# Tasks for this exercise
**A)** In the article on the two detained artists below, why were Zhenya Berkovich and Svetlana Petriychuk taken into custody in Moscow? Answer in one to three sentences.
**B)** Rewrite everything from "Zhenya Berkovich. Photo: @ebberkovich" down to "in their eyes." in the article on the detained artists below, swapping "Syria" for "Iraq".
**C)** According to the article on the detained artists below, which publishing house released Zhenya Berkovich's book "Buzzed"?

# Passage given
>> START
Staging “justification of terrorism.” Two artists detained in Moscow over an award‑winning play about radical Islam
Алла Константинова
Staging “justification of terrorism.” Two artists detained in Moscow over an award‑winning play about radical Islam
5 May 2023, 9:52

Zhenya Berkovich. Photo: @ebberkovich / Instagram

Theatre director Zhenya Berkovich and playwright Svetlana Petriychuk were taken into custody in Moscow, as they emerged as suspects in a criminal case concerning the “public justification of terrorism.” The charges stem from their 2020 play, “Finist, the Brave Falcon” about the lives of women who choose to marry Islamic extremists online and subsequently relocate to Syria.

“Open Telegram, read the news of the day, and evaluate this year on a scale of how 1937 it is,” reads a poem by Zhenya Berkovich from her book “Buzzed,” released on May 1 by the Israeli publishing house Sefer. The cover features an person with a shaven head and fear in their eyes.
>> END
# Collected data
>> START
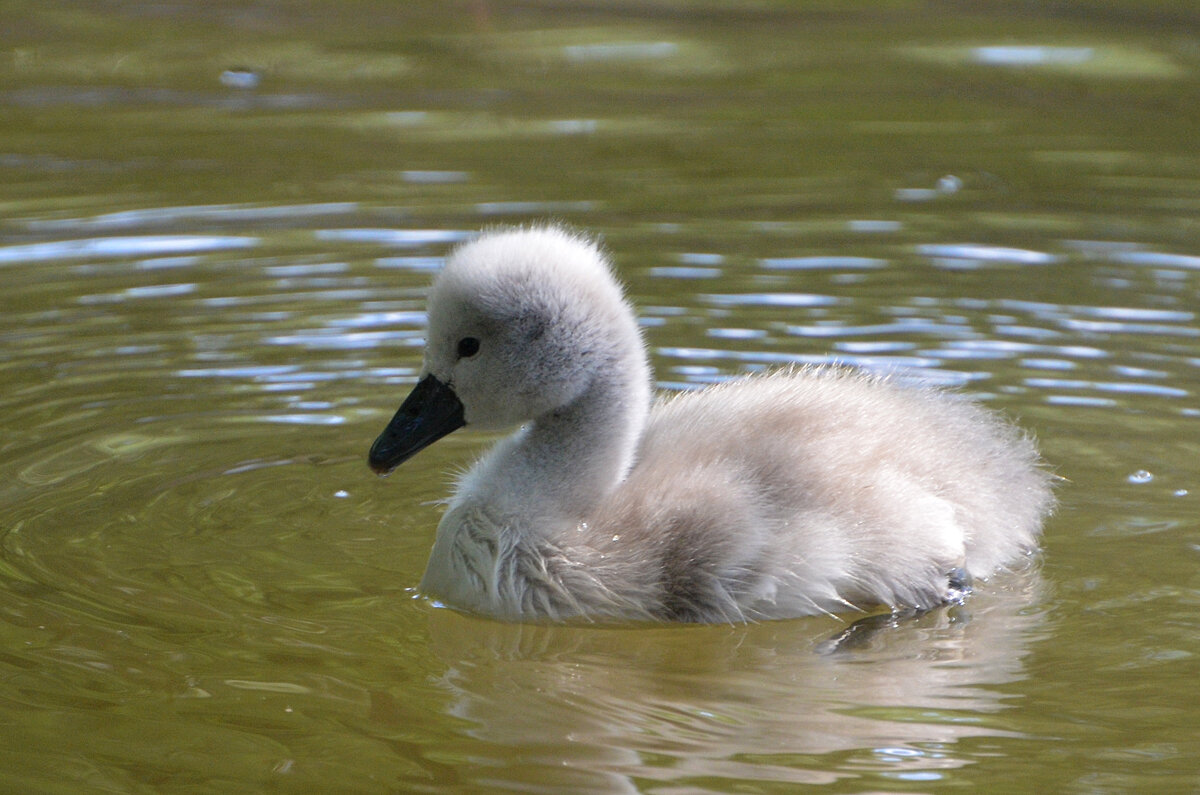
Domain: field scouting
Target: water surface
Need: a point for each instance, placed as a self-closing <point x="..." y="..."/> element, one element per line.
>> END
# Expected answers
**A)** They were taken into custody because they became suspects in a criminal case concerning the "public justification of terrorism." The charges come from their 2020 play "Finist, the Brave Falcon," which is about women who marry Islamic extremists online and then move to Syria.

**B)**
Zhenya Berkovich. Photo: @ebberkovich / Instagram

Theatre director Zhenya Berkovich and playwright Svetlana Petriychuk were taken into custody in Moscow, as they emerged as suspects in a criminal case concerning the “public justification of terrorism.” The charges stem from their 2020 play, “Finist, the Brave Falcon” about the lives of women who choose to marry Islamic extremists online and subsequently relocate to Iraq.

“Open Telegram, read the news of the day, and evaluate this year on a scale of how 1937 it is,” reads a poem by Zhenya Berkovich from her book “Buzzed,” released on May 1 by the Israeli publishing house Sefer. The cover features an person with a shaven head and fear in their eyes.

**C)** The Israeli publishing house Sefer released it.